* [Written task]:
Count how many lines of the listing below contain the string "sandy". Case matters, so give only that number.

* [Given records]:
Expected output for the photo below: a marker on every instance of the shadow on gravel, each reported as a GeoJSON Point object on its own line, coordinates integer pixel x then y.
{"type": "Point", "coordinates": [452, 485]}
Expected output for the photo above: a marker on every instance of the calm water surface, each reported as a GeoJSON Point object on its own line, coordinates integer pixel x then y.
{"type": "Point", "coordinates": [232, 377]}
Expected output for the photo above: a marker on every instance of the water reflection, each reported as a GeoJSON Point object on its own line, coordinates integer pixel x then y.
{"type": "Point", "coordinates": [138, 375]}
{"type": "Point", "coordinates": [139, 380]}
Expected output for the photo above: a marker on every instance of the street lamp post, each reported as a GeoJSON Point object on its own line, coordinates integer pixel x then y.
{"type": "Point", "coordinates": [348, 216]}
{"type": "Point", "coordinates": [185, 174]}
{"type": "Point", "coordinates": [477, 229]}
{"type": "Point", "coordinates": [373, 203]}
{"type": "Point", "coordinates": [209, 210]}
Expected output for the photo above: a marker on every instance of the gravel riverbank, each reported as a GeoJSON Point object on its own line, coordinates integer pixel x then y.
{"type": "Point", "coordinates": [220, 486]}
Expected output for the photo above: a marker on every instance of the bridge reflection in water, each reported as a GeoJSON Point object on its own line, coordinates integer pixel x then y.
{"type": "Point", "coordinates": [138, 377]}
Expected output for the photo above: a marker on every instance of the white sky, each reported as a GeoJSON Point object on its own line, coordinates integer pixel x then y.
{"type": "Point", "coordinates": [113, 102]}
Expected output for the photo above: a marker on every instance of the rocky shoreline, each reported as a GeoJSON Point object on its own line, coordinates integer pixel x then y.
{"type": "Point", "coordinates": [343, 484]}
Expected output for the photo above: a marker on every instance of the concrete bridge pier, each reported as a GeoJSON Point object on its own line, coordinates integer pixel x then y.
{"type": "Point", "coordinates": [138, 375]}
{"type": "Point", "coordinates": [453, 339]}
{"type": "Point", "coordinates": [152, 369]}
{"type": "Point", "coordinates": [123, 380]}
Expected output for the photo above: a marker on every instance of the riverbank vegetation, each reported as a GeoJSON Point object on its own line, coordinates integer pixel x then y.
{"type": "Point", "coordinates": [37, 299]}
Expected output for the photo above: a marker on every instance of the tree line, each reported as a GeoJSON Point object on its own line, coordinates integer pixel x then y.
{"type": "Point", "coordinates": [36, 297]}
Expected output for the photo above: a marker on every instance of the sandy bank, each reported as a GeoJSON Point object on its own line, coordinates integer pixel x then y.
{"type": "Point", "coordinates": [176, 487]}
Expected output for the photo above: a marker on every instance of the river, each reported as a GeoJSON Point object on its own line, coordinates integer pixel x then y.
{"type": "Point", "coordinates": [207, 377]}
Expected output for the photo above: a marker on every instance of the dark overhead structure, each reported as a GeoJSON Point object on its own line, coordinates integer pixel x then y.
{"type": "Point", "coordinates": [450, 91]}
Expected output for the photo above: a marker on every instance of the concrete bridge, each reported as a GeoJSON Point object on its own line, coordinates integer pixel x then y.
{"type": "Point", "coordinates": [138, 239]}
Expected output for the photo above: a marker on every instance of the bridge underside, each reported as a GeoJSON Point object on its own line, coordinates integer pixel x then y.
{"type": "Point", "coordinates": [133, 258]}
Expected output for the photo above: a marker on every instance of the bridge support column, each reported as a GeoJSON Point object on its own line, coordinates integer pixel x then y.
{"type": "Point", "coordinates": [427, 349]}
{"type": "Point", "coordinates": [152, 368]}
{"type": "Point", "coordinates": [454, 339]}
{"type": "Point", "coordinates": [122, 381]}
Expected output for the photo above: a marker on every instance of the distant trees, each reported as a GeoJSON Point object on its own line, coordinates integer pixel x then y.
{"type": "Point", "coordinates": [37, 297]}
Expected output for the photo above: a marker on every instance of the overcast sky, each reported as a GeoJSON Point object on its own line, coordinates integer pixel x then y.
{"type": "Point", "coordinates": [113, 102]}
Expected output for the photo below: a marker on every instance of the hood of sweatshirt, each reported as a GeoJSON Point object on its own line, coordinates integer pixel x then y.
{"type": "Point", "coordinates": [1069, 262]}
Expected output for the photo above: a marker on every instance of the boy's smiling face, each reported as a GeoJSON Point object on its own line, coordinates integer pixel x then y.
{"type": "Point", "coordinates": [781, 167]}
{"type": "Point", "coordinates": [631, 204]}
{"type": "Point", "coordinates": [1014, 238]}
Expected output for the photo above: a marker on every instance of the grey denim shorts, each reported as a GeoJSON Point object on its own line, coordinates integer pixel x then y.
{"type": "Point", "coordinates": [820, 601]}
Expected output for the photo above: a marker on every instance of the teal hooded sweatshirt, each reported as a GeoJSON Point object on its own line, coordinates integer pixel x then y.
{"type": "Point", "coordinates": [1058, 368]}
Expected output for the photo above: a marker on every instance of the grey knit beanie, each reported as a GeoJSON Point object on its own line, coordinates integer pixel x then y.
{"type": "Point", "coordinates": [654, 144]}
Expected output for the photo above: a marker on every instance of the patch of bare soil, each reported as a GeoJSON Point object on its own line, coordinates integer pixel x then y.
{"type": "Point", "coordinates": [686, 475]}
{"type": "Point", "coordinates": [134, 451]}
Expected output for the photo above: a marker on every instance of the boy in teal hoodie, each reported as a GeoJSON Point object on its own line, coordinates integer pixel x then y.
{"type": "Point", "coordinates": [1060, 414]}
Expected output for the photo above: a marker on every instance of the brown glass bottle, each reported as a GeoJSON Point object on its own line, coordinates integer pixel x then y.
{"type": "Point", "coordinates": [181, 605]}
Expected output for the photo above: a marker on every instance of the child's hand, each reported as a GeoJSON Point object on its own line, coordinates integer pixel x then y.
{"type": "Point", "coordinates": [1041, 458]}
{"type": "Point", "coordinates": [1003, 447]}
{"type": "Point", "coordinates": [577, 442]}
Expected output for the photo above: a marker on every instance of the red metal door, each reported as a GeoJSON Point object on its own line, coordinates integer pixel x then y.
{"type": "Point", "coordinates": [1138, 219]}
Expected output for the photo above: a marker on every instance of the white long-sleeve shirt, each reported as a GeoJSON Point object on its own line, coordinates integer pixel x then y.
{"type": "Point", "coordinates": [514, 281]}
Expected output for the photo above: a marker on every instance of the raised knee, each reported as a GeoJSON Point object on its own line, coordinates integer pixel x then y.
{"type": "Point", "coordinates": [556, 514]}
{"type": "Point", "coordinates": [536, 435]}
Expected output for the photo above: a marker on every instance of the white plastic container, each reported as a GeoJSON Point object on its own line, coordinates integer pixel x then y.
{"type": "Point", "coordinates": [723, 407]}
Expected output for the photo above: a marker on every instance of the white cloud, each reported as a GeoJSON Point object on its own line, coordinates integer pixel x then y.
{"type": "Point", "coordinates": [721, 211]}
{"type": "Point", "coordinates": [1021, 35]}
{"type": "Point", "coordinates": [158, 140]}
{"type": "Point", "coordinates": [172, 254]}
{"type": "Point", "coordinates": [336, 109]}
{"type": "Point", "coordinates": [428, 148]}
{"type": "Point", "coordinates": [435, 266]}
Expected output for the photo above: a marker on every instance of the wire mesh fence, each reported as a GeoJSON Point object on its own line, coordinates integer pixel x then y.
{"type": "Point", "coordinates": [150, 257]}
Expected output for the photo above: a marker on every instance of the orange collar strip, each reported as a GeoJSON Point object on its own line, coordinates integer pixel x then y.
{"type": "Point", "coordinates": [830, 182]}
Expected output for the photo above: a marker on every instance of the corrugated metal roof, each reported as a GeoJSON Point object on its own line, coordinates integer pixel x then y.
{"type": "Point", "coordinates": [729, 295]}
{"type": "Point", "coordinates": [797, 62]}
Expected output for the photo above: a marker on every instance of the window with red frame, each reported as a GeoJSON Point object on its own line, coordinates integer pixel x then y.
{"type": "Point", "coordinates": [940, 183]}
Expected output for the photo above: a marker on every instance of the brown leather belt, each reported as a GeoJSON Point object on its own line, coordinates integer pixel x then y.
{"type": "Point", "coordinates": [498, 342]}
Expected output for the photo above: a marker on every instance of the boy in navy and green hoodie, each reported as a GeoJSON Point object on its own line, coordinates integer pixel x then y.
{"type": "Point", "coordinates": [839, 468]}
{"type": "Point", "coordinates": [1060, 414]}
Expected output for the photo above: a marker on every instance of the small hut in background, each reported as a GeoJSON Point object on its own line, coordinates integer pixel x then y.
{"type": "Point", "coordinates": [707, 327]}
...
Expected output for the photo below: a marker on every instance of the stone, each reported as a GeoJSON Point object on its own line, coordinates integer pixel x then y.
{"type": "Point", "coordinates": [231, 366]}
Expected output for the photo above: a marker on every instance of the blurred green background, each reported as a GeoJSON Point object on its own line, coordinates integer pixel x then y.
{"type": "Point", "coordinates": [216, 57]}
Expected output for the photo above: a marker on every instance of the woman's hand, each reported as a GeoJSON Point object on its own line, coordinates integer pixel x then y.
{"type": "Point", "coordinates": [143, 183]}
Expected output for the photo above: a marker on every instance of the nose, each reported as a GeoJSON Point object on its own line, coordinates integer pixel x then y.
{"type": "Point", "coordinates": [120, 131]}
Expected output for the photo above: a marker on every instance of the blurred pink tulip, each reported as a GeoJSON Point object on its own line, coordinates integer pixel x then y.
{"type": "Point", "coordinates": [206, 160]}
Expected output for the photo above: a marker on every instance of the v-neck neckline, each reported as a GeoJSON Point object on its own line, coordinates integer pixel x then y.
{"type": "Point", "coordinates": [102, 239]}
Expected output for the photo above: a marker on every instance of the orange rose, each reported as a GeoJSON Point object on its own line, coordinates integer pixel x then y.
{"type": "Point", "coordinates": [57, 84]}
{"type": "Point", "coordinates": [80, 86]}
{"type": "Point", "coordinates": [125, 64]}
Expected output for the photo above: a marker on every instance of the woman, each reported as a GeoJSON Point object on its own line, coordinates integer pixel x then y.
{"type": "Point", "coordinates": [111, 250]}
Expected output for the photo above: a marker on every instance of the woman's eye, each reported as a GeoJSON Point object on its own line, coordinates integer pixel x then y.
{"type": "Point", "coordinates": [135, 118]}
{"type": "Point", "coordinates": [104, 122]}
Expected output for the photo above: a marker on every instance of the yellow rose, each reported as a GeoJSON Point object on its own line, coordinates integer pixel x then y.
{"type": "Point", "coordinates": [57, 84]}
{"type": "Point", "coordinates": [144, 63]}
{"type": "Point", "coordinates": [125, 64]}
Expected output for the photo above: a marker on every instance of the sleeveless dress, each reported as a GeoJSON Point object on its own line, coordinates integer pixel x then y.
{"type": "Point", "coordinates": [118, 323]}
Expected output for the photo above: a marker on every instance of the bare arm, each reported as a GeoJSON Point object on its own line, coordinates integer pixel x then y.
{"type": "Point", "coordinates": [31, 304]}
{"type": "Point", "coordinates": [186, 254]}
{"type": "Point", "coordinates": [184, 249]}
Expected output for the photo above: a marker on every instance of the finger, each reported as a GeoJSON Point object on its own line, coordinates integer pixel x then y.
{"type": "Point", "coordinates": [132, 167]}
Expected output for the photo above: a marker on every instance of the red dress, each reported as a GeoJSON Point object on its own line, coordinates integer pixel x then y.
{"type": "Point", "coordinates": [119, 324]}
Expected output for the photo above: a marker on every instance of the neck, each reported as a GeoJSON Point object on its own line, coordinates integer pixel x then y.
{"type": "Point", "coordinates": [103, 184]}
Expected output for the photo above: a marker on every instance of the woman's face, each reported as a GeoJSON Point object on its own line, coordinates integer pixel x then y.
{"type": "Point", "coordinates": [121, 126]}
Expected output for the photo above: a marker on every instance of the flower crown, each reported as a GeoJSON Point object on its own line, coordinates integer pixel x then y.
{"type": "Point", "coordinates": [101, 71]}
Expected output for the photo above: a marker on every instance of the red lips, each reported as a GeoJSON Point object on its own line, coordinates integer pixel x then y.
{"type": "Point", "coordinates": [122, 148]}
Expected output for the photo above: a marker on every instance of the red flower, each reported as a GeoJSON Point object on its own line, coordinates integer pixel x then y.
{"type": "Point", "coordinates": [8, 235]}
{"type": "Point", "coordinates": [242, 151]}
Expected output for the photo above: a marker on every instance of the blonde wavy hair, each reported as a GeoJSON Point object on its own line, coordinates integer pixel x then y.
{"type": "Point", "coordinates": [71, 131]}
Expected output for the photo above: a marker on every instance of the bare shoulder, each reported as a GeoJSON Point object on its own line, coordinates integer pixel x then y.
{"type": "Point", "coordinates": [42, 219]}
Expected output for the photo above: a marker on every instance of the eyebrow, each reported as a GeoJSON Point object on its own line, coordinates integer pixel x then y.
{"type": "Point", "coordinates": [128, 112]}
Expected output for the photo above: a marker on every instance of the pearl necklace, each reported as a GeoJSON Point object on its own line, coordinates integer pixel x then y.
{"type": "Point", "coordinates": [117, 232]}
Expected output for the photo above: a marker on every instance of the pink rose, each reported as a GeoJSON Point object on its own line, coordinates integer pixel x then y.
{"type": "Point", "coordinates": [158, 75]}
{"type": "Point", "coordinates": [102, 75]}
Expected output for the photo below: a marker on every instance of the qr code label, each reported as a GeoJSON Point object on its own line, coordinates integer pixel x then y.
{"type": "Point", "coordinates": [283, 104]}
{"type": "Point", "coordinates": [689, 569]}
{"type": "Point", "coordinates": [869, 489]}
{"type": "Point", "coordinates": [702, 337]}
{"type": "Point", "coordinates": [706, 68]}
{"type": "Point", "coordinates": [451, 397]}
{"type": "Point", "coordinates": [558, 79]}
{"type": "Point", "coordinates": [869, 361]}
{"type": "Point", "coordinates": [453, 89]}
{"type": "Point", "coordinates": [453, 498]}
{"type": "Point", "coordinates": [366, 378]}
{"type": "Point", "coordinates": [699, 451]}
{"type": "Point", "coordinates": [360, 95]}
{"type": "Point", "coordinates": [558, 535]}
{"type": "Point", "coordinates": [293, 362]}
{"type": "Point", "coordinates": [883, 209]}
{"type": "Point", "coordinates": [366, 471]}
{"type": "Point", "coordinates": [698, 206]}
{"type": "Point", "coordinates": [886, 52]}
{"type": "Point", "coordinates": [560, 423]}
==
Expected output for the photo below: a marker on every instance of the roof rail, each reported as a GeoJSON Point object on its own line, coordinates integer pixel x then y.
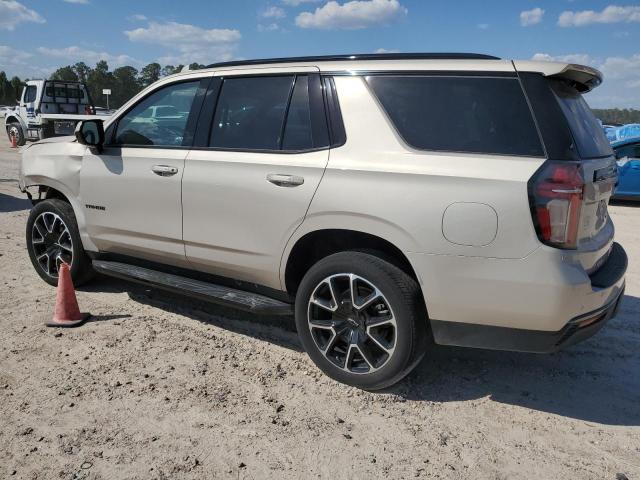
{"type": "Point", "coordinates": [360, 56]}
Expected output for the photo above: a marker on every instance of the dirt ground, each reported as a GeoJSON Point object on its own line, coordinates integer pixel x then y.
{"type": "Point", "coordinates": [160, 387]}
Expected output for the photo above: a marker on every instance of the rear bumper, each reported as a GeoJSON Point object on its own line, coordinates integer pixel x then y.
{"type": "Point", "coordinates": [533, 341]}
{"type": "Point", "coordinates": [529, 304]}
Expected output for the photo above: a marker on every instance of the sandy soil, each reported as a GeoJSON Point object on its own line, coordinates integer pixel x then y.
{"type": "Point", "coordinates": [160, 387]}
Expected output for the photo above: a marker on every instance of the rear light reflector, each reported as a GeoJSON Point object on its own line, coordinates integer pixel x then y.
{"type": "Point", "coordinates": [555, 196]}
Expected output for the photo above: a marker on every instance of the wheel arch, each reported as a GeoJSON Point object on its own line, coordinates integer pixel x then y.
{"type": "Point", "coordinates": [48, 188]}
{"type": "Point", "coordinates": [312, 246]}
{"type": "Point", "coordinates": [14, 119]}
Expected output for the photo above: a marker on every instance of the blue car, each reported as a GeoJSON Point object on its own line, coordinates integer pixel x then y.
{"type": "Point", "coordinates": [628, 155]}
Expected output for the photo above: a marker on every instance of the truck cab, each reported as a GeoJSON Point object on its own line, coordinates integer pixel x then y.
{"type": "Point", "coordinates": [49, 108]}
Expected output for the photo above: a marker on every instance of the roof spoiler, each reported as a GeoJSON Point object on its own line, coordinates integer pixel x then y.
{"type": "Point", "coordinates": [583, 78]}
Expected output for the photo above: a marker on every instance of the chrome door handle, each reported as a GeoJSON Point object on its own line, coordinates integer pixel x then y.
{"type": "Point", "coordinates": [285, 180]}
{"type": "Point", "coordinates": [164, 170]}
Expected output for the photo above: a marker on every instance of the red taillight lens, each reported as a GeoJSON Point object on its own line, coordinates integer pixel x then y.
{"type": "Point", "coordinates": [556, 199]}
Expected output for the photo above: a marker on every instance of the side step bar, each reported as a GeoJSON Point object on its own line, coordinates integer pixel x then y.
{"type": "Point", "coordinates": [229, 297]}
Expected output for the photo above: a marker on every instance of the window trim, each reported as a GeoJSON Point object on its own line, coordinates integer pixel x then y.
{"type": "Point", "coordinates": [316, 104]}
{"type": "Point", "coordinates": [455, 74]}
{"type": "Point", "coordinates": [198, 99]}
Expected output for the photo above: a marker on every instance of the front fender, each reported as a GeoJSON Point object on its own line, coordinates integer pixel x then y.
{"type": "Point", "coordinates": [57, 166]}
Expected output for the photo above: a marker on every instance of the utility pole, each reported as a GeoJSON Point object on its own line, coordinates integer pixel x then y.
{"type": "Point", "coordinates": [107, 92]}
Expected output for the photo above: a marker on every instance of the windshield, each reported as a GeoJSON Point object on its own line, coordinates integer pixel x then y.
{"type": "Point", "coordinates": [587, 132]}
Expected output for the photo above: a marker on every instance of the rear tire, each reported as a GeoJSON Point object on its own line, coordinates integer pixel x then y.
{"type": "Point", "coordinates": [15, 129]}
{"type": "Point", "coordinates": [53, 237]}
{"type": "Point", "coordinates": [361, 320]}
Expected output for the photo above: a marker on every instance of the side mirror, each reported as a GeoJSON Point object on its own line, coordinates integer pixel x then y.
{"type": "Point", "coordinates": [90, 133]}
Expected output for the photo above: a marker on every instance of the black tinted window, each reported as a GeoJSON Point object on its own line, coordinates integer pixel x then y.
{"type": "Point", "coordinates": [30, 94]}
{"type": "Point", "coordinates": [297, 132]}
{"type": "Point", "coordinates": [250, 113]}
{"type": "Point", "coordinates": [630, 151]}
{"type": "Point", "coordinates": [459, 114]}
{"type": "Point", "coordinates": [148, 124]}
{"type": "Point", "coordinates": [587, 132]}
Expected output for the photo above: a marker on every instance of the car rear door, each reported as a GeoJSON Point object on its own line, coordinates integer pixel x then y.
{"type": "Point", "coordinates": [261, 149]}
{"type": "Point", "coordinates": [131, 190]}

* [Response to this task]:
2